Enabling Insight Gathering in Production Mode
Describes the steps to enable insight gathering in production mode.
Prerequisites
-
The cluster/fabric on which you wish to track user behavior has the insight service installed on all the nodes of the cluster or the desired nodes.
- Hive Metastore must be installed with a production grade RDBMS like MySQL,
Postgres, MariaDB. HPE recommends that you have the Hive Metastore running in
high availability mode. NOTEThe insight gathering stops when Hive Metastore is down and waits for the Hive Metastore service to be up and running, before the insight service can commit records to the respective Apache Iceberg table. When Hive Metastore is running in high availability mode, Data Fabric communicates any switchover of the Hive Metastore master to insight services running on the individual nodes.
About this task
Insight gathering can be enabled on few nodes, but the approach does not give a complete picture of the events taking place on the cluster/fabric.

> _RECORDS SUPPLIED_
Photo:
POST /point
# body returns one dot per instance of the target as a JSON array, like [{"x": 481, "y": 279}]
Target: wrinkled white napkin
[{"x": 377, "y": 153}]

> _WORK INSTRUCTIONS_
Please carry on the page about enabling insight gathering in production mode from its last sentence. These lines come from a separate source.

> _WRITTEN ANSWER_
HPE recommends that insight gathering is enabled on all nodes, when you wish to gather insights in production mode. In other words, insight gathering must be enabled at the global level in production mode.
The insight service automatically runs in production mode when Hive Metastore is configured with a production-grade RBDMS. The insight service picks the audit logs directly from the audit log files, and adds them to the respective Iceberg tables. Audit streaming is not required for insight gathering in production mode.
The audit files are committed to Apache Iceberg every five minutes, by default. The audit log entries from the audit files are put into a data file in a batch of 1024 records before pushing the data files to Apache Iceberg at the five-minute interval, by default.
Insight gathering is more efficient and more scalable for file or production mode as files containing audit data are distributed on the global level.
Follow the steps given below to enable insight gathering in production mode.
Procedure
- Enable audit. See Enabling and Disabling Auditing of Cluster Administration to enable auditing for cluster administration.
- Configure a production-grade database for the Hive Metastore. See Using MySQL for the Hive Metastore to configure MySQL for Hive Metastore.
- Restart Hive Metastore after the database is changed.
Results
The insight data is gathered on the following Apache Iceberg tables.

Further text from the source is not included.